What the exercise asks:
Turn the lines of all the items into a Markdown table with two columns, Row and Line, numbering each line and leaving out any blank lines.
[begin Data to process]
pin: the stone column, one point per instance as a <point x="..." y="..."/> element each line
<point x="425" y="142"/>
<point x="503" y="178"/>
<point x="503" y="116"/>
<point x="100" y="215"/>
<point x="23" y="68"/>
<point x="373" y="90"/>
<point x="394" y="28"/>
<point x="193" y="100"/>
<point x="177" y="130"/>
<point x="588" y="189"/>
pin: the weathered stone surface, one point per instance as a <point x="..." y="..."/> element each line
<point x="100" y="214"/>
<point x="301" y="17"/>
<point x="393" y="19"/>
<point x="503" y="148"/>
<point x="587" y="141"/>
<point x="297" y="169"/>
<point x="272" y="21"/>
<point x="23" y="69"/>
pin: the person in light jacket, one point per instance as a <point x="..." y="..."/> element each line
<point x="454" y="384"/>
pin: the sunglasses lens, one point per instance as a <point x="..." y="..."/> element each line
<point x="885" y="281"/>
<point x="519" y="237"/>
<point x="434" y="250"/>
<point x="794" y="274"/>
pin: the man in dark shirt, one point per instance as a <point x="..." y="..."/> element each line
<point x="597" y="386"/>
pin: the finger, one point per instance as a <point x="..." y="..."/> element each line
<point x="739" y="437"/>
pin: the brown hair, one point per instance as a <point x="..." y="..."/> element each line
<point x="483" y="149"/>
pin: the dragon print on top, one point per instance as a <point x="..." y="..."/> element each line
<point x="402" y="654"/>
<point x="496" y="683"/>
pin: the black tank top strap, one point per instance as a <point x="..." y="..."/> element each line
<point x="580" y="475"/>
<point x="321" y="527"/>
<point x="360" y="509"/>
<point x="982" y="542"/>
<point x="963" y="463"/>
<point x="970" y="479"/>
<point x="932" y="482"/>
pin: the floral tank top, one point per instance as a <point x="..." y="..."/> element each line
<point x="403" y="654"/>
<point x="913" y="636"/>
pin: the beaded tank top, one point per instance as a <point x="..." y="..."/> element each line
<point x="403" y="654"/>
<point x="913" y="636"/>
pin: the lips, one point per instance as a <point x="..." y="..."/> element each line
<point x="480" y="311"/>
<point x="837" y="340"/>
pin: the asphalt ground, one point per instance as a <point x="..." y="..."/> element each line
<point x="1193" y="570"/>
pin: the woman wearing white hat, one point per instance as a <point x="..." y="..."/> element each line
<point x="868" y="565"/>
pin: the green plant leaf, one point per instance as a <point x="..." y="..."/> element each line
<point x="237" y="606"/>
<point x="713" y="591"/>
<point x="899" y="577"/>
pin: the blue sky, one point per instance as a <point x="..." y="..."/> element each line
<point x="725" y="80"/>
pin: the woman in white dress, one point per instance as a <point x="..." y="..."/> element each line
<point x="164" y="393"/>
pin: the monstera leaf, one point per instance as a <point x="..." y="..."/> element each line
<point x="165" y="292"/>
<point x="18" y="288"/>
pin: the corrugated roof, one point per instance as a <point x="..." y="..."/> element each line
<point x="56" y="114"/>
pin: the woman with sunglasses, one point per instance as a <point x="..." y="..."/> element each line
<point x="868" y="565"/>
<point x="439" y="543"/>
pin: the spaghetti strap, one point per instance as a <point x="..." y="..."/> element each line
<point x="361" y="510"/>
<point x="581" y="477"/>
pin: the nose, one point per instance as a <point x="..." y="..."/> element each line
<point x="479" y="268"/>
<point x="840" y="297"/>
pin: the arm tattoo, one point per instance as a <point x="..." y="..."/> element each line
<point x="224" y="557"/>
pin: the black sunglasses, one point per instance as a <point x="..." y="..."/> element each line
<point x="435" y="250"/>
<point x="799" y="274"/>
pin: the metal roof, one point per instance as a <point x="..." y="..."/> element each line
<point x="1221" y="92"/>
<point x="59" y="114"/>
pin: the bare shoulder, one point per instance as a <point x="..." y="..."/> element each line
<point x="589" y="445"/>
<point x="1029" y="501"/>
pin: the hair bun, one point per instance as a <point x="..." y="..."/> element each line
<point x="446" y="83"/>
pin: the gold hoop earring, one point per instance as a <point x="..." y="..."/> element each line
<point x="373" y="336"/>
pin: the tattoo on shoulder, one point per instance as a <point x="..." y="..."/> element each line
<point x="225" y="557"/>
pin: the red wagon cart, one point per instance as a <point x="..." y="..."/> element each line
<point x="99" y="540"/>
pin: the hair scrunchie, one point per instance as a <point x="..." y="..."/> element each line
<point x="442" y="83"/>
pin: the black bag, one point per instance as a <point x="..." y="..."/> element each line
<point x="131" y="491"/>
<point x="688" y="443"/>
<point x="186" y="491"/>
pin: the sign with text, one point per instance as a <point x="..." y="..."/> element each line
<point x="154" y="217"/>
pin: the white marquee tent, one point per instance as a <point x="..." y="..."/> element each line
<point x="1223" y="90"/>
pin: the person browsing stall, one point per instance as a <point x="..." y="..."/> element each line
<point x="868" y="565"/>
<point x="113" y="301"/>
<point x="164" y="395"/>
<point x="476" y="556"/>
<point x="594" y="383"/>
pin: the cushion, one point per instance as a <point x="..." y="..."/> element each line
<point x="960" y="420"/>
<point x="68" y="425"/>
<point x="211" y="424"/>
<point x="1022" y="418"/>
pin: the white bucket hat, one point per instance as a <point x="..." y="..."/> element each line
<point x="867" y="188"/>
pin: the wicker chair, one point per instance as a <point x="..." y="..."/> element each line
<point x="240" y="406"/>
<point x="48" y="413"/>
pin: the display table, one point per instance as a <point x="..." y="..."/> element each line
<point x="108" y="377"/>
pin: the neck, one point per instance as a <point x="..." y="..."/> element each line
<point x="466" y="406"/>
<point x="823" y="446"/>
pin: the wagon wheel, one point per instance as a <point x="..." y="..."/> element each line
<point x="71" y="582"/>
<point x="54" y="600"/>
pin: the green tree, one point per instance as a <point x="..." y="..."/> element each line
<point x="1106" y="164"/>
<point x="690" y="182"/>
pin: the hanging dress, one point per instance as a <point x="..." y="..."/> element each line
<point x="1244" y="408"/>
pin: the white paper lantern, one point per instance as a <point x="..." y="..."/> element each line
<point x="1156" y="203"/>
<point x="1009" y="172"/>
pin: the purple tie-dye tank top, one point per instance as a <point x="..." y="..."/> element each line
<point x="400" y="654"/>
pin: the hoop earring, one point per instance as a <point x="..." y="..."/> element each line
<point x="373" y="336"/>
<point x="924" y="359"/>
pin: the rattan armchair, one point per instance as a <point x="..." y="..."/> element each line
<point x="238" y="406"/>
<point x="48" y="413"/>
[end Data to process]
The output:
| Row | Line |
|---|---|
| 1 | pin: the stone column, one point per instance as a <point x="..." y="..."/> element each line |
| 2 | <point x="425" y="142"/> |
| 3 | <point x="503" y="178"/> |
| 4 | <point x="503" y="116"/> |
| 5 | <point x="100" y="215"/> |
| 6 | <point x="23" y="68"/> |
| 7 | <point x="373" y="90"/> |
| 8 | <point x="394" y="28"/> |
| 9 | <point x="193" y="100"/> |
| 10 | <point x="177" y="130"/> |
| 11 | <point x="588" y="189"/> |
| 12 | pin: the weathered stone surface, one point per instance as a <point x="..." y="..."/> element each line |
| 13 | <point x="100" y="214"/> |
| 14 | <point x="301" y="17"/> |
| 15 | <point x="393" y="19"/> |
| 16 | <point x="503" y="148"/> |
| 17 | <point x="587" y="141"/> |
| 18 | <point x="297" y="169"/> |
| 19 | <point x="272" y="21"/> |
| 20 | <point x="23" y="69"/> |
| 21 | pin: the person in light jacket, one point per instance as a <point x="..." y="..."/> element each line |
| 22 | <point x="454" y="384"/> |
| 23 | pin: the sunglasses lens, one point per instance as a <point x="..." y="..."/> element each line |
| 24 | <point x="885" y="281"/> |
| 25 | <point x="519" y="237"/> |
| 26 | <point x="434" y="250"/> |
| 27 | <point x="794" y="274"/> |
| 28 | pin: the man in dark shirt, one point per instance as a <point x="..." y="..."/> element each line |
| 29 | <point x="597" y="386"/> |
| 30 | pin: the finger, one point per instance as a <point x="..." y="..."/> element each line |
| 31 | <point x="739" y="437"/> |
| 32 | pin: the brown hair, one point per instance as a <point x="..." y="..."/> element each line |
| 33 | <point x="483" y="149"/> |
| 34 | pin: the dragon print on top, one point per instance as a <point x="..." y="..."/> element each line |
| 35 | <point x="402" y="654"/> |
| 36 | <point x="496" y="683"/> |
| 37 | pin: the black tank top strap, one point per instance as a <point x="..." y="..."/> element each line |
| 38 | <point x="580" y="475"/> |
| 39 | <point x="321" y="527"/> |
| 40 | <point x="360" y="509"/> |
| 41 | <point x="982" y="542"/> |
| 42 | <point x="963" y="463"/> |
| 43 | <point x="970" y="479"/> |
| 44 | <point x="932" y="482"/> |
| 45 | pin: the floral tank top, one point per instance as a <point x="..." y="..."/> element each line |
| 46 | <point x="403" y="654"/> |
| 47 | <point x="913" y="636"/> |
| 48 | pin: the beaded tank top, one point per instance as a <point x="..." y="..."/> element each line |
| 49 | <point x="403" y="654"/> |
| 50 | <point x="913" y="636"/> |
| 51 | pin: the lips, one point per instance as a <point x="..." y="..."/> element each line |
| 52 | <point x="480" y="311"/> |
| 53 | <point x="837" y="340"/> |
| 54 | pin: the asphalt ground, one point per instance as a <point x="..." y="..."/> element each line |
| 55 | <point x="1193" y="570"/> |
| 56 | pin: the woman wearing white hat, one point per instance as a <point x="..." y="..."/> element each line |
| 57 | <point x="868" y="565"/> |
| 58 | pin: the green plant leaf, one point per instance as a <point x="..." y="..."/> element each line |
| 59 | <point x="237" y="606"/> |
| 60 | <point x="713" y="591"/> |
| 61 | <point x="899" y="577"/> |
| 62 | pin: the blue sky, one point per instance as a <point x="..." y="..."/> element each line |
| 63 | <point x="725" y="80"/> |
| 64 | pin: the woman in white dress, one point per instance as a <point x="..." y="..."/> element each line |
| 65 | <point x="164" y="393"/> |
| 66 | pin: the monstera leaf, one point per instance as a <point x="..." y="..."/> element each line |
| 67 | <point x="165" y="292"/> |
| 68 | <point x="18" y="288"/> |
| 69 | pin: the corrugated roof, one point per instance as a <point x="..." y="..."/> element each line |
| 70 | <point x="56" y="114"/> |
| 71 | pin: the woman with sunglasses, one point per instance as a <point x="..." y="..."/> element each line |
| 72 | <point x="868" y="565"/> |
| 73 | <point x="439" y="543"/> |
| 74 | pin: the spaghetti strap, one point per instance as a <point x="..." y="..."/> element each line |
| 75 | <point x="361" y="510"/> |
| 76 | <point x="581" y="477"/> |
| 77 | pin: the nose, one point per instance as a <point x="..." y="..."/> element each line |
| 78 | <point x="479" y="268"/> |
| 79 | <point x="840" y="297"/> |
| 80 | pin: the arm tattoo, one point per instance as a <point x="..." y="..."/> element each line |
| 81 | <point x="224" y="557"/> |
| 82 | pin: the black sunglasses, one point per instance as a <point x="..." y="..."/> element each line |
| 83 | <point x="435" y="250"/> |
| 84 | <point x="799" y="274"/> |
| 85 | pin: the metal roof, one point per instance as a <point x="..." y="..."/> element each line |
| 86 | <point x="1221" y="92"/> |
| 87 | <point x="59" y="114"/> |
| 88 | pin: the bare shoulder, one point per instance as a <point x="..." y="..."/> element each line |
| 89 | <point x="589" y="445"/> |
| 90 | <point x="1029" y="501"/> |
| 91 | pin: the hair bun, one point per instance as a <point x="..." y="..."/> element each line |
| 92 | <point x="446" y="83"/> |
| 93 | pin: the gold hoop earring, one point per instance as a <point x="..." y="..."/> element each line |
| 94 | <point x="373" y="336"/> |
| 95 | pin: the tattoo on shoulder, one point per instance as a <point x="..." y="..."/> element each line |
| 96 | <point x="225" y="557"/> |
| 97 | pin: the red wagon cart, one point per instance as a <point x="..." y="..."/> element each line |
| 98 | <point x="99" y="540"/> |
| 99 | pin: the hair scrunchie, one point per instance as a <point x="..." y="..."/> element each line |
| 100 | <point x="442" y="83"/> |
| 101 | pin: the black bag, one point per instance as a <point x="..." y="..."/> element each line |
| 102 | <point x="131" y="491"/> |
| 103 | <point x="688" y="443"/> |
| 104 | <point x="186" y="491"/> |
| 105 | pin: the sign with text, one point per instance as a <point x="..." y="..."/> element each line |
| 106 | <point x="154" y="217"/> |
| 107 | pin: the white marquee tent, one point per instance as a <point x="..." y="..."/> element each line |
| 108 | <point x="1223" y="90"/> |
| 109 | pin: the person browsing stall, one point per instance as a <point x="..." y="..."/> element each line |
| 110 | <point x="868" y="565"/> |
| 111 | <point x="113" y="301"/> |
| 112 | <point x="164" y="395"/> |
| 113 | <point x="476" y="556"/> |
| 114 | <point x="594" y="383"/> |
| 115 | pin: the cushion, one point per instance as a <point x="..." y="..."/> element each line |
| 116 | <point x="960" y="420"/> |
| 117 | <point x="68" y="425"/> |
| 118 | <point x="211" y="424"/> |
| 119 | <point x="1022" y="418"/> |
| 120 | pin: the white bucket hat, one point per instance as a <point x="..." y="..."/> element each line |
| 121 | <point x="867" y="188"/> |
| 122 | pin: the wicker chair, one point per instance as a <point x="..." y="..."/> element each line |
| 123 | <point x="240" y="406"/> |
| 124 | <point x="48" y="413"/> |
| 125 | pin: the display table, one point per instance as a <point x="..." y="..."/> element each line |
| 126 | <point x="108" y="377"/> |
| 127 | pin: the neck, one point per instance as a <point x="..." y="..."/> element each line |
| 128 | <point x="466" y="406"/> |
| 129 | <point x="823" y="446"/> |
| 130 | pin: the wagon wheel, one point per instance as a <point x="..." y="..."/> element each line |
| 131 | <point x="71" y="582"/> |
| 132 | <point x="54" y="600"/> |
| 133 | pin: the green tree, one point per instance as a <point x="..." y="..."/> element each line |
| 134 | <point x="1106" y="164"/> |
| 135 | <point x="690" y="182"/> |
| 136 | pin: the hanging dress, one point per instance as a <point x="..." y="..."/> element each line |
| 137 | <point x="1244" y="408"/> |
| 138 | pin: the white paper lantern, one point per instance as a <point x="..." y="..."/> element each line |
| 139 | <point x="1156" y="203"/> |
| 140 | <point x="1009" y="172"/> |
| 141 | pin: the purple tie-dye tank top, one point per instance as a <point x="..." y="..."/> element each line |
| 142 | <point x="400" y="654"/> |
| 143 | pin: the hoop earring, one point per instance as a <point x="..." y="..."/> element each line |
| 144 | <point x="373" y="336"/> |
| 145 | <point x="924" y="359"/> |
| 146 | pin: the rattan armchair, one point per instance as a <point x="..." y="..."/> element each line |
| 147 | <point x="238" y="406"/> |
| 148 | <point x="48" y="413"/> |